==== Excerpt provided ====

[R] reading heterogeneous CSV

Gabor Grothendieck ggrothendieck at gmail.com
Wed Aug 12 04:53:59 CEST 2009


This will read it in all in and then you can decide
what you want to do with it:

Lines <- "DISKREAD,metadata about disks
MEM,metadata about memory
ZZZZ,observation-identifier,time,date
DISKREAD,observation-identifier,data about disks
MEM,observation-identifier,data about memory"

DF <- read.table(textConnection(Lines), sep = ",", fill = TRUE)


On Tue, Aug 11, 2009 at 2:55 PM, Allen S. Rout<asr at ufl.edu> wrote:
>
>
> Greetings, all.
>
> I've got a datafile I've been working with that has an ideosyncratic,
> heterogeneous format.  It's grossly like:
>
>
> [...]
> DISKREAD,metadata about disks
> MEM,metadata about memory
>
> ZZZZ,observation-identifier,time,date
> DISKREAD,observation-identifier,data about disks
> MEM,observation-identifier,data about memory
>
> [ and repeat for each observation ]
>
> What I've done in the past was take the monolithic file, and
> preprocess it into files, one per observation type.  The observation
> types are structurally self-similar, so once I have them split up,
> normal read.csv methods work just fine.  Then I read the ZZZZ file to
> get timestamps, and whichever observation files I care about on this
> run.
>
>
> But ideally, I'd like to do this entire operation with R features, and
> without multiple passes through the file.

====

> [Problems to work on]:
• a. Transcribe from the thread on reading heterogeneous CSV above the part that opens with the words containing "This will read" and closes with "fill = TRUE)".
• b. Condense the paragraph in the thread on reading heterogeneous CSV that begins "What I've done in the past was take the monolithic file" into a short bulleted list that keeps its main facts.
• c. Name every record-type label that begins a line of sample data in the thread on reading heterogeneous CSV.

==== Dataset content ====

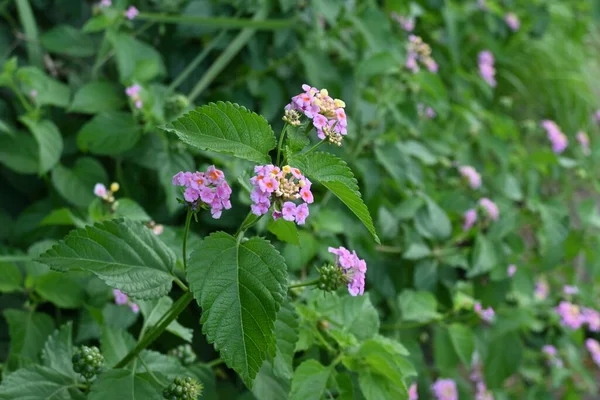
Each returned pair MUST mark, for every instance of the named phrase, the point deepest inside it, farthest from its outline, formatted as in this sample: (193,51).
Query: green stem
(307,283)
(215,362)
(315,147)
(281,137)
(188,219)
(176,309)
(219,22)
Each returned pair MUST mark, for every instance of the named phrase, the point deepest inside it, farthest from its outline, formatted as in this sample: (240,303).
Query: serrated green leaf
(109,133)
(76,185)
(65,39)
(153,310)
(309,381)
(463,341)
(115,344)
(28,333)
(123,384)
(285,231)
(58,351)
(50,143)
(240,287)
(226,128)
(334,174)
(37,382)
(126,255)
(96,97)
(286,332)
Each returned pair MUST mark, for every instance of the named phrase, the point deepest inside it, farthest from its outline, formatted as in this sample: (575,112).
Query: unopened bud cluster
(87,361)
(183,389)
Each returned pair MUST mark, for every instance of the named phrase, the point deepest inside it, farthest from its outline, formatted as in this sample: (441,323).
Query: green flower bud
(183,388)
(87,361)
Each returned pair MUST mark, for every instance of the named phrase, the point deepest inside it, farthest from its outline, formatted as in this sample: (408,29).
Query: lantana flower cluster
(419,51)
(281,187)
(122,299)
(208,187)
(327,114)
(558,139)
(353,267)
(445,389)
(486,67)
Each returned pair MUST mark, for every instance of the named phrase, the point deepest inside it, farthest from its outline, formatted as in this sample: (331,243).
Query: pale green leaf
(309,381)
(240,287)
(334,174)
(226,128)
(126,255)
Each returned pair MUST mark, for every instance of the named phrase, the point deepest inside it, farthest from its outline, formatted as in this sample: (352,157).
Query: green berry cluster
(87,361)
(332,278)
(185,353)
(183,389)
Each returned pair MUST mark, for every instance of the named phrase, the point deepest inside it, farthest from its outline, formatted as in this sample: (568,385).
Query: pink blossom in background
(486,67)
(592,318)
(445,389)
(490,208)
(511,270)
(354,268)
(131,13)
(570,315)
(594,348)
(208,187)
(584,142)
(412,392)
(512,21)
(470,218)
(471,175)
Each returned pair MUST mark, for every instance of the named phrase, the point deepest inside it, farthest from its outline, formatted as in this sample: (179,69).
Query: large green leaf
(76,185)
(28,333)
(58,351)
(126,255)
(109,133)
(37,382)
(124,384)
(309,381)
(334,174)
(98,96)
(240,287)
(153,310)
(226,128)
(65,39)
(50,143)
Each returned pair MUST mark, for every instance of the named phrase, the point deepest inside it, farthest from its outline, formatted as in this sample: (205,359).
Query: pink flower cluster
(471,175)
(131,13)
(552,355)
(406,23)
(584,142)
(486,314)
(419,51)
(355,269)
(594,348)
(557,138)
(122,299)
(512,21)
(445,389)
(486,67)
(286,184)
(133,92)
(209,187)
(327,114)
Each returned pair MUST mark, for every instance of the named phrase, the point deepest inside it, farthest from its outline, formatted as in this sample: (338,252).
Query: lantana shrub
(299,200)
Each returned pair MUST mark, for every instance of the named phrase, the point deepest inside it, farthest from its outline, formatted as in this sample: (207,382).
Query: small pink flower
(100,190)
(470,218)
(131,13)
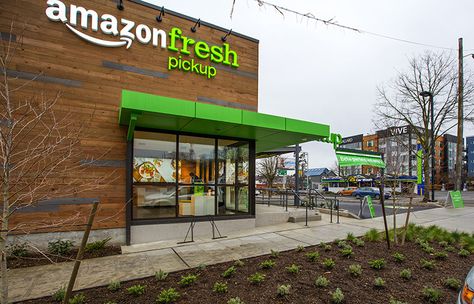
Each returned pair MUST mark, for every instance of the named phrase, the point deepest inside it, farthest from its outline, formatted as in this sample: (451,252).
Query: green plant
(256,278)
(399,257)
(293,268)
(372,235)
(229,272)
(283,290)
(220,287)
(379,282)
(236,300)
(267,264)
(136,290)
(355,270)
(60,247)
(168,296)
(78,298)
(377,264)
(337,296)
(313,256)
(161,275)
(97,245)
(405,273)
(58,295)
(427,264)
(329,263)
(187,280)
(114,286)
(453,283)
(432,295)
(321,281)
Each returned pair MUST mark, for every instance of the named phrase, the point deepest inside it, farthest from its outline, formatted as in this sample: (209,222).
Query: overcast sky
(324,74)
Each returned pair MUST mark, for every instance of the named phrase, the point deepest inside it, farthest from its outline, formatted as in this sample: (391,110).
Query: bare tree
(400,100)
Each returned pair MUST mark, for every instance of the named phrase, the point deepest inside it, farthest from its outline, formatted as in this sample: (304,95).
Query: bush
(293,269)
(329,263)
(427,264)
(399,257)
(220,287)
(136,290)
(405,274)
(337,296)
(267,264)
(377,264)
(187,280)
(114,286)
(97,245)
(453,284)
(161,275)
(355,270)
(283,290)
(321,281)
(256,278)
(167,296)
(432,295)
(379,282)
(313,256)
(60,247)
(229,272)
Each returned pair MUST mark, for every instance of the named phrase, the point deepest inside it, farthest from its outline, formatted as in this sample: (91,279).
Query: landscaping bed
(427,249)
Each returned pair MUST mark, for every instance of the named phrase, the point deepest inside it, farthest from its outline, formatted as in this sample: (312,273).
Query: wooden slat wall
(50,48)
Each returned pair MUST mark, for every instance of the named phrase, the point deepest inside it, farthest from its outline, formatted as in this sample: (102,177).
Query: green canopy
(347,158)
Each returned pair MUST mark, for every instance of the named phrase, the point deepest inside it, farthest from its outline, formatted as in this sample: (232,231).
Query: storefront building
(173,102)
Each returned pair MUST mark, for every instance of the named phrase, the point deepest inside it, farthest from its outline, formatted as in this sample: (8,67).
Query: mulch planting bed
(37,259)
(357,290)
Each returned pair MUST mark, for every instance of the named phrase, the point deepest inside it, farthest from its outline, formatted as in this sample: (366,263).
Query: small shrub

====

> [Outputs for the tasks]:
• a.
This will read it in all in and then you can decide
what you want to do with it:

Lines <- "DISKREAD,metadata about disks
MEM,metadata about memory
ZZZZ,observation-identifier,time,date
DISKREAD,observation-identifier,data about disks
MEM,observation-identifier,data about memory"

DF <- read.table(textConnection(Lines), sep = ",", fill = TRUE)

• b.
- The single monolithic file was preprocessed into separate files, one per observation type.
- Because the observation types are structurally self-similar, normal read.csv methods work once the data is split.
- The ZZZZ file was then read to get timestamps, along with whichever observation files were needed for that run.

• c.
- DISKREAD
- MEM
- ZZZZ